# TÂCHES
1 - Répondez aux questions suivantes d'après le compte rendu de la mise en scène de Parsifal :
(a) Quelle profession Kundry exerce-t-elle dans cette conception ?
(b) Que devient le château magique de Klingsor au second acte ?
(c) Quel comédien tient le rôle muet du jeune détenu ?
2 - Poursuivez le compte rendu de la mise en scène de Parsifal à partir de sa dernière phrase.

Comme l’on pouvait s’y attendre, le choc procuré par sa lecture est violent. Le russe n’est pas le seul à avoir adapté et modernisé l’ultime chef‑d’œuvre wagnérien, mais sa vision concentrationnaire, d’une extrême actualité, a rarement eu autant d’écho et d’impact avec notre société contemporaine. Ainsi l’expérience qu’il nous propose de vivre, même si elle n’est pas toujours immédiatement limpide, s'avère pourtant incarnée et plausible. Car plus que jamais il va être question ici de cheminement (de connaissance de soi et des autres) et de douleur, pour parvenir à la rédemption et au miracle suprême. Dans cette conception très personnelle, les Chevaliers du Graal, une sorte de mafia dont les prisonniers sont retenus dans les geôles de Montsalvat, tous unis autour du « parrain » Amfortas, qui purge une double peine, car en plus d’être retenu il est blessé et voudrait mourir. Kundry,  photo-reporter qui travaille pour le compte d’un agent de mannequins corrompu, réalise un reportage qui lui permet d’approcher ce monde d’hommes secrets et dangereux. En parallèle, Parsifal, un éducateur au grand cœur, qui se souvient avoir été lui aussi utilisé pour ses charmes et sa beauté, travaille à la réinsertion des membres de cette communauté avec l’aide Gurnemanz, qui veille à faire régner l’ordre.

Conscient de la mission qui lui est impartie, Parsifal accompagne un jeune détenu, « héros » fraîchement arrêté, repéré par la photographe qui voudrait en faire une vedette (rôle muet joué avec beaucoup de justesse par le comédien Nikolay Sidorenko). Au second acte le château magique de Klingsor est un confortable bureau de l’agence Schloss (château en allemand) où le directeur, entouré d’une myriade d’assistantes, prépare une séance photos avec le jeune inconnu découvert en prison. L’agence est en émoi quand ce dernier pose en cuir devant une croix, mais tout se complique lorsque Kundry passe à l’initiation sexuelle du jeune homme, sous les yeux révoltés de Parsifal qui ne supporte pas de revivre son passé. Kundry excédée par le retour inopiné de son patron qu’elle exècre, se retourne vers lui et le tue. Le dernier acte marque le retour à la prison de Montsalvat où Kundry, à son tour emprisonnée (en raison de son crime), s’occupe en fabriquant des crucifix en bois. Parsifal est également présent exténué par un long périple ; c’est le jour du Vendredi Saint et Gurnemanz, heureux de le retrouver en ces lieux, le consacre, pour avoir accompli et partagé ses souffrances. L’apprenti mannequin apparait et retrouve Kundry en l’enlaçant sous les yeux, émus cette fois, de Parsifal. Les chevaliers du Graal se recueillent autour d’Amfortas qui demande à mourir en répandant les cendres de son père Titurel, récemment décédé. La lance rapportée par Parsifal lui permet de guérir miraculeusement Amfortas ; à ce moment le jeune Parsifal ouvre une à une les portes des cellules et libère les détenus qui quittent Montsalvat en ce jour exceptionnel de rédemption et d’hyme à la liberté.

# DONNÉES RÉPERTORIÉES
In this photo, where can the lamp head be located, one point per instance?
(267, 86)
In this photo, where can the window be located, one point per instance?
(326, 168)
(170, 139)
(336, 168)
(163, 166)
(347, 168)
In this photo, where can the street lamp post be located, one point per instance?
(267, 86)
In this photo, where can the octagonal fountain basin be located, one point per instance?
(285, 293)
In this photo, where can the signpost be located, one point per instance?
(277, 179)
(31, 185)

---

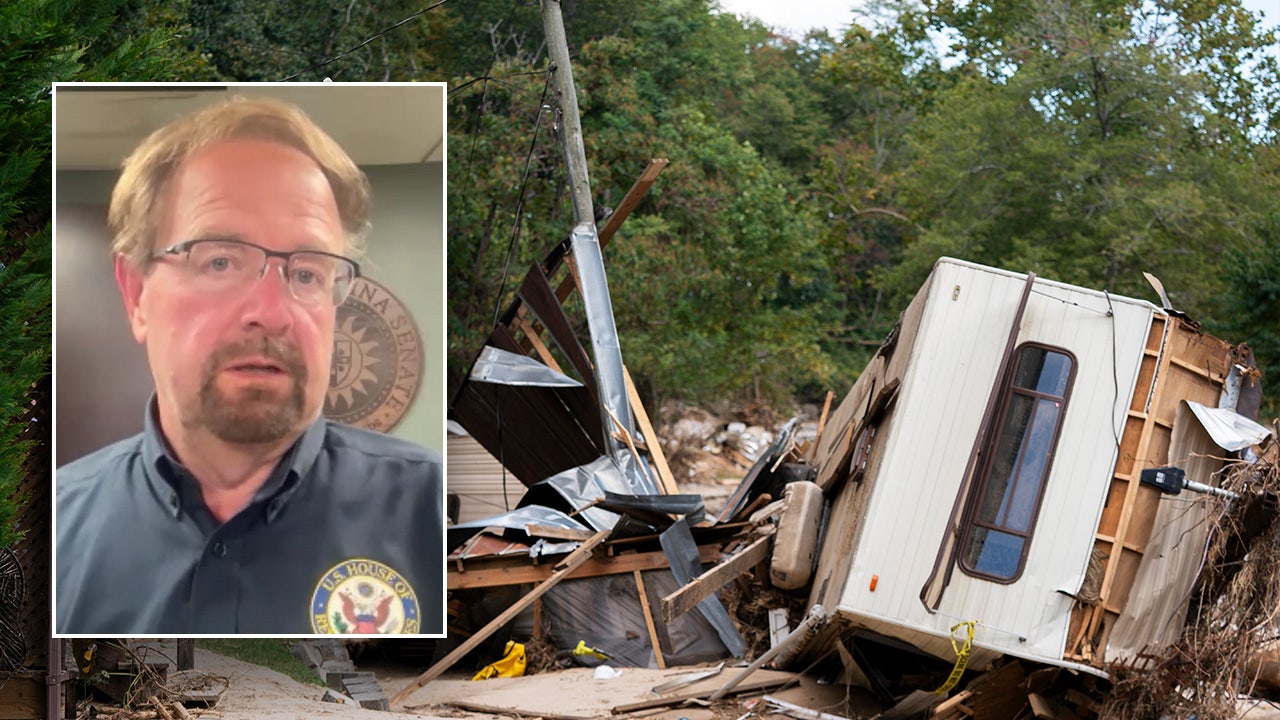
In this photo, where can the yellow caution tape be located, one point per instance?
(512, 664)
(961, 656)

---

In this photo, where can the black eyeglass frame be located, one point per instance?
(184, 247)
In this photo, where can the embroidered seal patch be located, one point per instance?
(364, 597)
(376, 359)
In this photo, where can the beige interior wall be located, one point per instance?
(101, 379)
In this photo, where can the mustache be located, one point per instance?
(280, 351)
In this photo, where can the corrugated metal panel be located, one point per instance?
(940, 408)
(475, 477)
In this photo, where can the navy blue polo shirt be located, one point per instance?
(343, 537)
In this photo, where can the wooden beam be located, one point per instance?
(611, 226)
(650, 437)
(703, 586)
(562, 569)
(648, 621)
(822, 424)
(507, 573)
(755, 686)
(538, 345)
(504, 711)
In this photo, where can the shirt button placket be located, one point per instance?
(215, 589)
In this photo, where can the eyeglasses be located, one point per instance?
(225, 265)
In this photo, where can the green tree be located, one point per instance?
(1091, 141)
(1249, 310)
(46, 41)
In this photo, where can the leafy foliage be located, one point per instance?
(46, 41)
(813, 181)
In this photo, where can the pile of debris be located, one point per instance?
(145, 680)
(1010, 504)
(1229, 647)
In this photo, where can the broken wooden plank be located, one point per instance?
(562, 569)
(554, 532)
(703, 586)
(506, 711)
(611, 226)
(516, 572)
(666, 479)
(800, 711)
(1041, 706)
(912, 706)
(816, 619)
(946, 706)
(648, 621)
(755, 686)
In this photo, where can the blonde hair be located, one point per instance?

# LES RÉPONSES
1 -
(a) Elle est photo-reporter et travaille pour le compte d'un agent de mannequins corrompu.
(b) Il devient un confortable bureau de l'agence Schloss.
(c) Le comédien Nikolay Sidorenko.

2 -
Décors réalistes éclairés avec méticulosité, costumes modernes et superbes vidéos accompagnaient cette longue et noire fresque, qui permettait au spectateur de s’immiscer dans ce monde retranché et d’en étudier les codes. Tatoués sur tout le corps, chaque chevalier possède ainsi la clé de cette confrérie aux pratiques étranges basées sur la violence, l’honneur et la fraternité. Et si dans nos souvenirs la présence du double de Parsifal n’était pas toujours évidente, elle éclairait cependant certains comportements symbolisant la pureté du « Chaste fol » face à l’hostilité extérieure traduite par une magnifique direction d’acteur, autre point fort de cette mise en scène coup de poing.

Dès lors que ce document nous revient par la seule force du son, il ne reste plus qu’à nous focaliser sur l’interprétation strictement musicale. Et trois ans après ce choc, li faut bien avouer que le miracle opère grâce à un exceptionnel plateau vocal et à une direction musicale superlative. Convaincu par la proposition scénique de son metteur en scène, Jonas Kaufmann joue et chante avec beaucoup de conviction ce rôle d’éducateur, de protecteur et de sauveur d’une communauté qui court à sa perte. Dans une condition vocale sensationnelle, le ténor à la voix de bronze et de velours mêlé se montre égal à sa légende, musicien et diseur infaillible. Son personnage semble se fondre dans un lyrisme éperdu, délicat et puissant, tout en nuances et chanté sans le moindre effort apparent. S’il se laisse un temps ensorceler au second acte par le charme vénéneux de Kundry, la corruptrice, il n’oublie jamais la mission qui lui a été confiée, religion, désir, souffrance et salut de l’âme se rappelant inexorablement à lui et le ramenant sur le droit chemin. La Kundry glamour et lascive dessinée par Elina Garanča est sans doute la première d’une longue série, car la mezzo lettone se glisse non seulement sans difficulté dans les plis de son héroïne, d’une voix large au riche ambitus, à l’aigu brillant et au grave déployé, mais se plait à l’incarner avec un talent que nous ne lui connaissions pas. Envoutante, elle cisèle chaque note comme pour les enrouler autour de Parsifal, véritable proie qu’elle doit anéantir ; le baiser qu’elle va finir par lui donner est pourtant celui d’une femme que l’on imagine être tombée amoureuse, baiser qui pourtant lui est fatal, Parsifal se ressaisissant, reprenant le contrôle, prenant conscience que lui seul peut tout changer, laissant Kundry terrassée qui finit par assassiner Klingsor (un coup de revolver coupé au disque !), avant de se retrouver emprisonnée à l’acte suivant.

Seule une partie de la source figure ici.